Dataset excerpts ->
** BEGIN **

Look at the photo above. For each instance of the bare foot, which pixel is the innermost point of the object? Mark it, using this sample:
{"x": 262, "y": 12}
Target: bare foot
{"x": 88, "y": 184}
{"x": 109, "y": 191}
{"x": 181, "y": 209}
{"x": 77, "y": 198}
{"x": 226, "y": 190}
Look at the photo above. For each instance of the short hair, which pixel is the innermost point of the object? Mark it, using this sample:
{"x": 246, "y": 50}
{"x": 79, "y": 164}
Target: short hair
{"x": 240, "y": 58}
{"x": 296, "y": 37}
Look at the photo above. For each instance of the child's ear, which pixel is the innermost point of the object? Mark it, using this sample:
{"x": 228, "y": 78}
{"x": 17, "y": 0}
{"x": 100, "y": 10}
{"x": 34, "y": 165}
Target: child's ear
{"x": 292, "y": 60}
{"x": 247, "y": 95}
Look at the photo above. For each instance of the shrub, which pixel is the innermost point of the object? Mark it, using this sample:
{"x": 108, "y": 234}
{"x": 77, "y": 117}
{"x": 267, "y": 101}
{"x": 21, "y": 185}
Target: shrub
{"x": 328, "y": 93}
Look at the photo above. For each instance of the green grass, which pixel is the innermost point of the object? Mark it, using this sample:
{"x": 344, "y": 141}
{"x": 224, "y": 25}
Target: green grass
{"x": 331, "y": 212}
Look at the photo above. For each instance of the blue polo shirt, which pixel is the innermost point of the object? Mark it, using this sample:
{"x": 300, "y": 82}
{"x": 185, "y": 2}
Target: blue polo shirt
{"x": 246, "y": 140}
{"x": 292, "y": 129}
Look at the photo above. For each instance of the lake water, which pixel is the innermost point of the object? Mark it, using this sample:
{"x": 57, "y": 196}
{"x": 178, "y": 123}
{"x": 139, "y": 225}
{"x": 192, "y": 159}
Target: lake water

** END **

Aim of the task -> Switch "innermost point" to "central point" throughout the items above, keeping every other word and line unchanged.

The result ->
Look at the photo above. For each instance of the bare foot, which pixel is the central point of the object? Mark it, using this sample:
{"x": 262, "y": 12}
Target: bare foot
{"x": 88, "y": 184}
{"x": 109, "y": 191}
{"x": 181, "y": 209}
{"x": 77, "y": 198}
{"x": 226, "y": 190}
Look at the photo above. For each instance of the short hair, which pixel is the central point of the object? Mark it, using this sample:
{"x": 246, "y": 50}
{"x": 79, "y": 164}
Target: short hair
{"x": 240, "y": 58}
{"x": 296, "y": 37}
Look at the photo above. For each instance of the child's ear, which pixel is the central point of the object? Mark it, using this sample:
{"x": 228, "y": 78}
{"x": 17, "y": 0}
{"x": 100, "y": 10}
{"x": 34, "y": 165}
Target: child's ear
{"x": 292, "y": 60}
{"x": 247, "y": 95}
Look at the photo above. For each instance of the shrub, which pixel is the central point of the object? Mark it, using this sample:
{"x": 108, "y": 234}
{"x": 77, "y": 117}
{"x": 267, "y": 101}
{"x": 21, "y": 185}
Target: shrub
{"x": 328, "y": 93}
Look at the photo above. For each instance of the green grass, which pixel is the central point of the object? Mark it, using this sample:
{"x": 344, "y": 141}
{"x": 224, "y": 25}
Target: green grass
{"x": 331, "y": 212}
Look at the photo above. For each instance of the blue polo shirt, which pixel is the central point of the object? Mark it, using this sample:
{"x": 300, "y": 82}
{"x": 185, "y": 2}
Target: blue polo shirt
{"x": 246, "y": 140}
{"x": 292, "y": 129}
Look at the photo above. For each instance of the lake water, which pixel is the central point of the object? Mark it, using this sample:
{"x": 57, "y": 196}
{"x": 178, "y": 123}
{"x": 139, "y": 225}
{"x": 192, "y": 159}
Target: lake water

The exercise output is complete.